The Government is to give over 100,000 NHS staff foundation level dementia training by March 2014.
The dementia training is part of a commitment by the Government to spend £5bn on a wide ranging series of measures to improve the training, values and education of all NHS staff over the next two years and beyond.
The measures have been published in the Government’s mandate to Health Education England, a new arms-length body set up to give NHS training and education unprecedented focus and importance. The £5bn will be accountable to ministers for delivering the goals set out in the mandate.
Health Minister, Dr Dan Poulter said: “The staff working in our NHS are our health service’s most precious resource, and we must do all we can to ensure that our staff have the right values, training, and skills to deliver the very highest quality of care for patients.
“Today’s mandate to Health Education England, backed by a £5bn budget will help our many dedicated frontline staff to further improve their ability to care for patients as well as enabling our NHS to train the next generation of doctors, nurses and healthcare assistants.
“As people are living longer with more complex medical and care needs, so must we ensure that our NHS workforce has the right skills and values to provide more care in the community for older patients as well as to give each and every child the very best start in life. Plans for the future training and recruitment of our NHS will lead to better working lives for staff and better care for patients.”
The commitments for Health Education England include better care for people with dementia and with complex needs plus a new five-year workforce plan to ensure the right levels of staffing and training across the health service workforce by Autumn 2013.
Health Education England also aims to bring in better recruitment and training which includes a plan to support the progression of healthcare assistants into nursing by Autumn 2014, and to establish minimum training standards for healthcare assistants by Spring 2014.
Additionally it plans to develop postgraduate training for nurses working with older people with complex care needs, for introduction in September 2014.

Data for review:
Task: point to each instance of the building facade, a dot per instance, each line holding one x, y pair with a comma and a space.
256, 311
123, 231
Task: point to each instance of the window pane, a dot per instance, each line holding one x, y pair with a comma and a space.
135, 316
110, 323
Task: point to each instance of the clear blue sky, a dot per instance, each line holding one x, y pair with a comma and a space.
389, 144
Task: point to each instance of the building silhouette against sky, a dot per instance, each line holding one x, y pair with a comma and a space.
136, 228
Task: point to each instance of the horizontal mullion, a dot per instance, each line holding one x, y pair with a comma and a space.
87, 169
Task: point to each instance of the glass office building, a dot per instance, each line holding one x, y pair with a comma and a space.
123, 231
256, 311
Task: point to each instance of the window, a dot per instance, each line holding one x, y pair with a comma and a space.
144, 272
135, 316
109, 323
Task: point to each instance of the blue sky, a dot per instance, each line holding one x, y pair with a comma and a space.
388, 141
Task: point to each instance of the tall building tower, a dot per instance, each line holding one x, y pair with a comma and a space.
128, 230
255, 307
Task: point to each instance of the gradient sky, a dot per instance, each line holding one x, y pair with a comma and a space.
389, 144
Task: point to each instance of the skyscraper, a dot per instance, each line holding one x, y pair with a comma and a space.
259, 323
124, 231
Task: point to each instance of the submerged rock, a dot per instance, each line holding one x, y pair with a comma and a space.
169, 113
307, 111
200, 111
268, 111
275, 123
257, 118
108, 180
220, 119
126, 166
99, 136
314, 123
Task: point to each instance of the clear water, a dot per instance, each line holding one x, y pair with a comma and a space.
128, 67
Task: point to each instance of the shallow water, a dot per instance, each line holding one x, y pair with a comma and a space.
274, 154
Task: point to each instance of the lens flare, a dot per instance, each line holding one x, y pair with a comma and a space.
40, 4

--

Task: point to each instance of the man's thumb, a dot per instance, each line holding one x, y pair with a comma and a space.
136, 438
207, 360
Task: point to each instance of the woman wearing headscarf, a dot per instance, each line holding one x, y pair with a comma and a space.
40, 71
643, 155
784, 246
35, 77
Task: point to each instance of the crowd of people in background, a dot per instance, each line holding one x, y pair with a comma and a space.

--

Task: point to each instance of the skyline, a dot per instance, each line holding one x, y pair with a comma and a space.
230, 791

Assigned task 1: Summarize the NHS training passage in two sentences.
Assigned task 2:
Decide whether each statement agrees with the NHS training passage. Answer yes or no, and quote the words that decide it.
(a) Over 100,000 NHS staff are to receive foundation level dementia training by March 2014.
(b) Minimum training standards for healthcare assistants are to be established by Autumn 2013.
(c) Postgraduate training for nurses working with older people with complex care needs is planned for introduction in September 2014.
Assigned task 3: Transcribe the NHS training passage from "The Government is" to "of care for patients.".
Use only the NHS training passage for everything that follows.

Response 1: The Government will give over 100,000 NHS staff foundation level dementia training by March 2014, as part of a £5bn commitment to improve the training, values and education of all NHS staff. The measures are set out in the Government's mandate to Health Education England, whose commitments include a new five-year workforce plan, better recruitment and training, and postgraduate training for nurses working with older people with complex care needs.

Response 2:
(a) Yes: "The Government is to give over 100,000 NHS staff foundation level dementia training by March 2014."
(b) No: "to establish minimum training standards for healthcare assistants by Spring 2014."
(c) Yes: "develop postgraduate training for nurses working with older people with complex care needs, for introduction in September 2014."

Response 3:
The Government is to give over 100,000 NHS staff foundation level dementia training by March 2014.
The dementia training is part of a commitment by the Government to spend £5bn on a wide ranging series of measures to improve the training, values and education of all NHS staff over the next two years and beyond.
The measures have been published in the Government’s mandate to Health Education England, a new arms-length body set up to give NHS training and education unprecedented focus and importance. The £5bn will be accountable to ministers for delivering the goals set out in the mandate.
Health Minister, Dr Dan Poulter said: “The staff working in our NHS are our health service’s most precious resource, and we must do all we can to ensure that our staff have the right values, training, and skills to deliver the very highest quality of care for patients.